As always, we start by importing all the useful packages. 

Note that to be able to follow along, you should have followed the steps in the "Before class" portion of Lecture 6.

We will be using chrome throughout.

In [None]:
from selenium import webdriver
from selenium.common.exceptions import NoSuchElementException
from selenium.webdriver.common.by import By

import time 
import pandas as pd
from bs4 import BeautifulSoup

Above:
- **time** will allow us to build "breaks" into our code to slow it down.
- **pandas** will allow us to store data that we parsed from the website (you will learn more about this next week)


Below:
- The following scripts will open an instance of the Chrome browser. The instance of Chrome that opened will indicate that "Chrome is now being controlled by automated test software".

In [None]:
# create a browser object-- this should open a chrome browser using selenium
browser = webdriver.Chrome()

In [None]:
# go to a website
browser.get("http:/www.newyorktimes.com/")
time.sleep(2)
browser.get("http://www.crunchbase.com/")

In [None]:
# close the browser
browser.quit()

# take a look at other browser methods
# browser.

That's it! Now you're ready to use this powerful tool!

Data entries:
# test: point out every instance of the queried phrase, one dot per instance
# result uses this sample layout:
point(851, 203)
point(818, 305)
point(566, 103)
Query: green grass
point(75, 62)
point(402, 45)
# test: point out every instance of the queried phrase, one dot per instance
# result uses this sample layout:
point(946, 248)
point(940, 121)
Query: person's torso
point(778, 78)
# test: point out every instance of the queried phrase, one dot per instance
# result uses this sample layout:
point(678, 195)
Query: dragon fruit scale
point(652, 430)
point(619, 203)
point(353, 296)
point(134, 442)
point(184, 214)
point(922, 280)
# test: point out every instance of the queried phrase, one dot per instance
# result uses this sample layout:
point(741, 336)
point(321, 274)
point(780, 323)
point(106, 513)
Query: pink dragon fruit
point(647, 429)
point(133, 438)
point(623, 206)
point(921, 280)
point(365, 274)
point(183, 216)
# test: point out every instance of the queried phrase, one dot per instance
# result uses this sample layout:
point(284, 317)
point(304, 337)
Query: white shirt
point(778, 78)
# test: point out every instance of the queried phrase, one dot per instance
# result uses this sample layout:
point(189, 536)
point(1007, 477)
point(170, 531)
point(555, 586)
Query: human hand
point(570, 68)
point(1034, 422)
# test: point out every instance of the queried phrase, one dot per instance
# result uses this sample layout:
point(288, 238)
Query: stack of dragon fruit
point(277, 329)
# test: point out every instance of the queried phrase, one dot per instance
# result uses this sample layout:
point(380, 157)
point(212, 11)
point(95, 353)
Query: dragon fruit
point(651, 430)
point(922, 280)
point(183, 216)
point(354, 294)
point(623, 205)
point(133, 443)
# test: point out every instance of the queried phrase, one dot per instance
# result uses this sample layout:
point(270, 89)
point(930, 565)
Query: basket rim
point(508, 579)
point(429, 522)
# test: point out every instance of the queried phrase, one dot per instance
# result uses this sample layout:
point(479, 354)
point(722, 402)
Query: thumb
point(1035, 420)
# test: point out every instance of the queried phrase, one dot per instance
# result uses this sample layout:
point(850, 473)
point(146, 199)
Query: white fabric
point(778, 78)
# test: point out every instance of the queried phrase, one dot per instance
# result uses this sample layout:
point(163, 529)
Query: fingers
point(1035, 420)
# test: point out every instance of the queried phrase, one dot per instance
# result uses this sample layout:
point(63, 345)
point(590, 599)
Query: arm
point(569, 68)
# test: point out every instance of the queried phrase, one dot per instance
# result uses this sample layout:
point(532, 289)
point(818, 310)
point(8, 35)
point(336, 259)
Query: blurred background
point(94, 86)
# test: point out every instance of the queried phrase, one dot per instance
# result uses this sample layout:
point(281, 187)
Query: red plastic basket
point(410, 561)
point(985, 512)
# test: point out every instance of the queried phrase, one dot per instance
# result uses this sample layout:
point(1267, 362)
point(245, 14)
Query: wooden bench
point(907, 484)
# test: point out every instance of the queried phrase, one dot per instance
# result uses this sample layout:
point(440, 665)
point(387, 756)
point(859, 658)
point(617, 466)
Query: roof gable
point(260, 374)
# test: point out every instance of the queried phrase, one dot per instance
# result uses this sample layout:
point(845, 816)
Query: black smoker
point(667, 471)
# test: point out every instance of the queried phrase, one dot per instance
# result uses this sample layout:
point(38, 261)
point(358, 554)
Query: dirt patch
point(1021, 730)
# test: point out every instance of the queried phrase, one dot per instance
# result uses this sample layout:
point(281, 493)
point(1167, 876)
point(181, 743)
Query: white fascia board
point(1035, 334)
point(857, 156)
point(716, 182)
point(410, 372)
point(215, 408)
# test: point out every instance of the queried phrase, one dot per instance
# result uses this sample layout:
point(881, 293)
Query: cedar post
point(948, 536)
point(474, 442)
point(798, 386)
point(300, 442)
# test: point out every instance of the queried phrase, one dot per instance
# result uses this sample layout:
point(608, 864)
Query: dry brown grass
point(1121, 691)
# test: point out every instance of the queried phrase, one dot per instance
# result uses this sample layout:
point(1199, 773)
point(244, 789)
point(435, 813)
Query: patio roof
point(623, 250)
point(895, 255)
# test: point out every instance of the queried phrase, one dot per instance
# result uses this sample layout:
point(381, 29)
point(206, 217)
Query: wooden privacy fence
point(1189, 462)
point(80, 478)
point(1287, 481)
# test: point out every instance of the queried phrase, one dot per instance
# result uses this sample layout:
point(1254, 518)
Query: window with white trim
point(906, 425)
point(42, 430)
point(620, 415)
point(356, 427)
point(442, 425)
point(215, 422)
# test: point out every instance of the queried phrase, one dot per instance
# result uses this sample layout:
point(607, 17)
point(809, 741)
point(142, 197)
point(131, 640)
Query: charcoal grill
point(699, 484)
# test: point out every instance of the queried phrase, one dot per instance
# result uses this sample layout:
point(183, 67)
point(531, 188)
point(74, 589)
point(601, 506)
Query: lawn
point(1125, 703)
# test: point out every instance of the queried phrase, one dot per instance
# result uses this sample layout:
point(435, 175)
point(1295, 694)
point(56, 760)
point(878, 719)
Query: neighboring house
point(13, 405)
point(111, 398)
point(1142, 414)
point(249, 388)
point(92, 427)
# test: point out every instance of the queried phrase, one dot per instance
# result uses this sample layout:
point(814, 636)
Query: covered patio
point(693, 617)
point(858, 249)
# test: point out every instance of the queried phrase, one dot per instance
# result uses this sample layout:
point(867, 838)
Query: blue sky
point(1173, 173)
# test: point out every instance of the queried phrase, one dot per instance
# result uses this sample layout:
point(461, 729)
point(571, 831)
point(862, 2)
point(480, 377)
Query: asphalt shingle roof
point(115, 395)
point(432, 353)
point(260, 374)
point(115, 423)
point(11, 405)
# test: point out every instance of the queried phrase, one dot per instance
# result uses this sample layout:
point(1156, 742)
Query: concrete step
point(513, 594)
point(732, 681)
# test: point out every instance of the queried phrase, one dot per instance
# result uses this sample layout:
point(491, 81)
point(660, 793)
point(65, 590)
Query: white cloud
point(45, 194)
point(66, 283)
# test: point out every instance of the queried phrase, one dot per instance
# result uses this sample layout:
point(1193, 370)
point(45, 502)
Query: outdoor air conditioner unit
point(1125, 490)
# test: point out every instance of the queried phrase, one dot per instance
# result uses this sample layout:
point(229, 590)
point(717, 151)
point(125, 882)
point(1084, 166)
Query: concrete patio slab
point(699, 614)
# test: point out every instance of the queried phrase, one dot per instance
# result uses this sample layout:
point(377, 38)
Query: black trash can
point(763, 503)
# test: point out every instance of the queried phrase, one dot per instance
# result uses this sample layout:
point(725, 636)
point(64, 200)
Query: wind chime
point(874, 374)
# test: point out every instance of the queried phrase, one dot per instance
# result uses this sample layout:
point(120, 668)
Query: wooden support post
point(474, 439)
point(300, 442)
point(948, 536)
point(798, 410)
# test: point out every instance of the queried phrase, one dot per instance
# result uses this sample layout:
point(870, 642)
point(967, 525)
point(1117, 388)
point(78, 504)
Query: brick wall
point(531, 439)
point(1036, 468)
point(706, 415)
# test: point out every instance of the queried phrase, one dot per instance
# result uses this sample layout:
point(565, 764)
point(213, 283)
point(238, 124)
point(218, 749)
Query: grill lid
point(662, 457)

* [GIVEN PROBLEM 1]: List every import statement in the code of the Selenium tutorial.
* [GIVEN PROBLEM 2]: Transcribe the Selenium tutorial between "As always, we" and "of Lecture 6.", inclusive.
* [GIVEN PROBLEM 3]: Go on with the Selenium tutorial, starting after its final sentence.
The data entries are separate material and are not part of the Selenium tutorial.

* [ANSWER 1]:
from selenium import webdriver
from selenium.common.exceptions import NoSuchElementException
from selenium.webdriver.common.by import By
import time
import pandas as pd
from bs4 import BeautifulSoup

* [ANSWER 2]:
As always, we start by importing all the useful packages. 

Note that to be able to follow along, you should have followed the steps in the "Before class" portion of Lecture 6.

* [ANSWER 3]:
---
## 4. Navigating around a website with Selenium 

In [None]:
# initialize our browser
browser = webdriver.Chrome()

time.sleep(1)
browser.maximize_window()
time.sleep(1)

# let's go to the review page of BBQ Sailing Trip on TripAdviser
link = "https://www.tripadvisor.com/Attraction_Review-g1187810-d10127777-Reviews-BBQ_Sailing_Trip-Skopelos_Town_Skopelos_Sporades.html"
browser.get(link)

time.sleep(2)



Just like HTML is used to find static content, we can use __**XML**__ (Extensible Markup Language) to find and interact with dynamic content.

## XML
- XML is a markup language,designed to store, structure, and transport data or information.
- It focuses on representing the content of data rather than specifying how it should be displayed (unlike HTML)
- XML is widely used for data interchange and storage, providing a standardized way to format and organize data.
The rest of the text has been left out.